→ **What is expected**: Collect every line in the listing below that contains the word "outcrop". Case counts, so a line matches only if its letters are uppercase or lowercase in the same way.

→ **Supplied material**:
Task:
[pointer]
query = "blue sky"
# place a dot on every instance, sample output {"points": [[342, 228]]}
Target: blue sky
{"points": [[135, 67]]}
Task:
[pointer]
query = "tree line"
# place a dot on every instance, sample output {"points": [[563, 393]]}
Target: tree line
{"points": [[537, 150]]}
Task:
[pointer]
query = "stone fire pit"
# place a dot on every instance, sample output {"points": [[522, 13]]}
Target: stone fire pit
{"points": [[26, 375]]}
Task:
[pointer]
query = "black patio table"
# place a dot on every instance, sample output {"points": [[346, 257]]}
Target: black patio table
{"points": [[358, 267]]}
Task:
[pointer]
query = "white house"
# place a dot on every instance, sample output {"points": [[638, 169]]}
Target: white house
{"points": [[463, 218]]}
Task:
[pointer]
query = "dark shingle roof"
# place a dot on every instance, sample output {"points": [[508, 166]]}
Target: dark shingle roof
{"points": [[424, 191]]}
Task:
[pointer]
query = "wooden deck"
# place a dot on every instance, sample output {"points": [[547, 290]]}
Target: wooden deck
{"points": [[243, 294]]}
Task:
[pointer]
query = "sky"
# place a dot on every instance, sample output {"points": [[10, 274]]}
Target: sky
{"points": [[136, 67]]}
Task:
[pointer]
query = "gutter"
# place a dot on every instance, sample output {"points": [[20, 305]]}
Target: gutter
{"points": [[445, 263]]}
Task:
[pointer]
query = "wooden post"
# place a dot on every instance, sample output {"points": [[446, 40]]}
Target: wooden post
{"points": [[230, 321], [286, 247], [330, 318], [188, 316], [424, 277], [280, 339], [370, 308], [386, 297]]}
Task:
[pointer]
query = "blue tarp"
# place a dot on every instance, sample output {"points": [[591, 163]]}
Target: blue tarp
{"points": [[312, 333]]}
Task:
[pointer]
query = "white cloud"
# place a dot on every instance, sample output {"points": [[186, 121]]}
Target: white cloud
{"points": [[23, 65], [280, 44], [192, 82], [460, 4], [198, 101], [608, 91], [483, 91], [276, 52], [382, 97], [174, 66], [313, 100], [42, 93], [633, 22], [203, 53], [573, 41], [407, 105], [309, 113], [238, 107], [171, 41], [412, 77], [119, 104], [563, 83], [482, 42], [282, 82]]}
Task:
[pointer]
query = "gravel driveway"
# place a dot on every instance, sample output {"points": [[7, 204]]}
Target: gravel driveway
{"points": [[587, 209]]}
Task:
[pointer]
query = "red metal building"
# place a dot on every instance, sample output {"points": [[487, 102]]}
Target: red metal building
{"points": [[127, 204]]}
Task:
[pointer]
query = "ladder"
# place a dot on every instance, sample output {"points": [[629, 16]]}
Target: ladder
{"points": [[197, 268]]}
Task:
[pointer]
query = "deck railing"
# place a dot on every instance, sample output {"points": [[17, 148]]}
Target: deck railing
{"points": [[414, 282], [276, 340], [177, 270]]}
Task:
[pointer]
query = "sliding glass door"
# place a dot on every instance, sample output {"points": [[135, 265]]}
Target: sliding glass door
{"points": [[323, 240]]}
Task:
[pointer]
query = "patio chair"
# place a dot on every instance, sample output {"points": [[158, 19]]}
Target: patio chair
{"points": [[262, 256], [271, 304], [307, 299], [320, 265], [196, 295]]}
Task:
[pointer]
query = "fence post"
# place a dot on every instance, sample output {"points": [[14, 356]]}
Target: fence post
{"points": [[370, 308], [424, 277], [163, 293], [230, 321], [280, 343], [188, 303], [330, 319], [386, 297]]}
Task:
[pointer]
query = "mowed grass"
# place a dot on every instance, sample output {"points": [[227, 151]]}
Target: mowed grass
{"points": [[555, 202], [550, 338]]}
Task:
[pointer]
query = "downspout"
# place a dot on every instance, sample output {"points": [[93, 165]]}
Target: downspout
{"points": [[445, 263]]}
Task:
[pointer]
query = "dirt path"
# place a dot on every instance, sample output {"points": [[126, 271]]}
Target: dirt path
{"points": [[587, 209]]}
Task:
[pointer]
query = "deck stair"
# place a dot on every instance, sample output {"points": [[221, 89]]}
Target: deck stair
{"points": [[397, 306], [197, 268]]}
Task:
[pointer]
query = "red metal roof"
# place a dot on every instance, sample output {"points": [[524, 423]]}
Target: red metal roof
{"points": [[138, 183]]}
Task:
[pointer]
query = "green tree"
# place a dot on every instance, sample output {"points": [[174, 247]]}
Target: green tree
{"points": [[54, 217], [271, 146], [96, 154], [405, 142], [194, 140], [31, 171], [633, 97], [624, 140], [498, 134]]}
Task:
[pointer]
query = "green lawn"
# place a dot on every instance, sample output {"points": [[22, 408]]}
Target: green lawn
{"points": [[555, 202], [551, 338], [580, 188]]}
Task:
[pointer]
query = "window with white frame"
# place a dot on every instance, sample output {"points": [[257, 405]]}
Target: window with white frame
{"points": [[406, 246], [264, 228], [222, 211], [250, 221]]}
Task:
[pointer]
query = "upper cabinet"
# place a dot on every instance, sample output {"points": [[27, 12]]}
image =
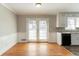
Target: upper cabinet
{"points": [[66, 18], [60, 20]]}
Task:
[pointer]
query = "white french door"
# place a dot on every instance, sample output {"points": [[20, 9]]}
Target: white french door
{"points": [[37, 30], [43, 30]]}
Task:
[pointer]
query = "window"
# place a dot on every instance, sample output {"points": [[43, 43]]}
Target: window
{"points": [[71, 24]]}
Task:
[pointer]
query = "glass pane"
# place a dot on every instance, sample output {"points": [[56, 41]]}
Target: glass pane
{"points": [[32, 30], [42, 30]]}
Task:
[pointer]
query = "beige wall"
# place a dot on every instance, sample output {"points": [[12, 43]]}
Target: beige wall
{"points": [[8, 29], [21, 24]]}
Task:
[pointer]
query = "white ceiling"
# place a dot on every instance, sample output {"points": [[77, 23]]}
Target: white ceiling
{"points": [[45, 9]]}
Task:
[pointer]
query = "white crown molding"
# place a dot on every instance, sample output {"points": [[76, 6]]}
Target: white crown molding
{"points": [[8, 8]]}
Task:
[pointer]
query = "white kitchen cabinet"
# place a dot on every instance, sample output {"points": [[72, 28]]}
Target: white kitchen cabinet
{"points": [[60, 20], [59, 38], [75, 39], [77, 22]]}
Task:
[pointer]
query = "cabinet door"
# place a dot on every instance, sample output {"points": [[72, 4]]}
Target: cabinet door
{"points": [[75, 39], [77, 22], [61, 20]]}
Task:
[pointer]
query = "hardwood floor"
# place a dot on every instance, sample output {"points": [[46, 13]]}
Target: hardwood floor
{"points": [[37, 49]]}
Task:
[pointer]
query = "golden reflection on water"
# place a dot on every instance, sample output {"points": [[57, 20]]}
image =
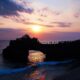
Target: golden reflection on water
{"points": [[36, 56], [37, 75]]}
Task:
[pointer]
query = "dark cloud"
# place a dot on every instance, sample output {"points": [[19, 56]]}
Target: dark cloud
{"points": [[9, 8]]}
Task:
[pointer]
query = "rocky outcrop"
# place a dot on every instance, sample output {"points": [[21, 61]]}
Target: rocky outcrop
{"points": [[17, 51]]}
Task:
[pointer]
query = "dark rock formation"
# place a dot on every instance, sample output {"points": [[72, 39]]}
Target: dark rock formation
{"points": [[17, 51]]}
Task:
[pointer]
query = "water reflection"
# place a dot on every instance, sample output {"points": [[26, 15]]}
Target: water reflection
{"points": [[36, 75], [36, 56]]}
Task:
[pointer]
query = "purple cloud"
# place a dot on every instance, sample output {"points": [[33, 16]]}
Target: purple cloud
{"points": [[10, 8], [62, 24]]}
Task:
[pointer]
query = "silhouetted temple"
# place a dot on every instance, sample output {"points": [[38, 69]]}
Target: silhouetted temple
{"points": [[18, 49]]}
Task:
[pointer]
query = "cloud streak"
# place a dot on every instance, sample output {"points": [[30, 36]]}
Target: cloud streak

→ **Exercise result**:
query = "rocky outcrop"
Target: rocky outcrop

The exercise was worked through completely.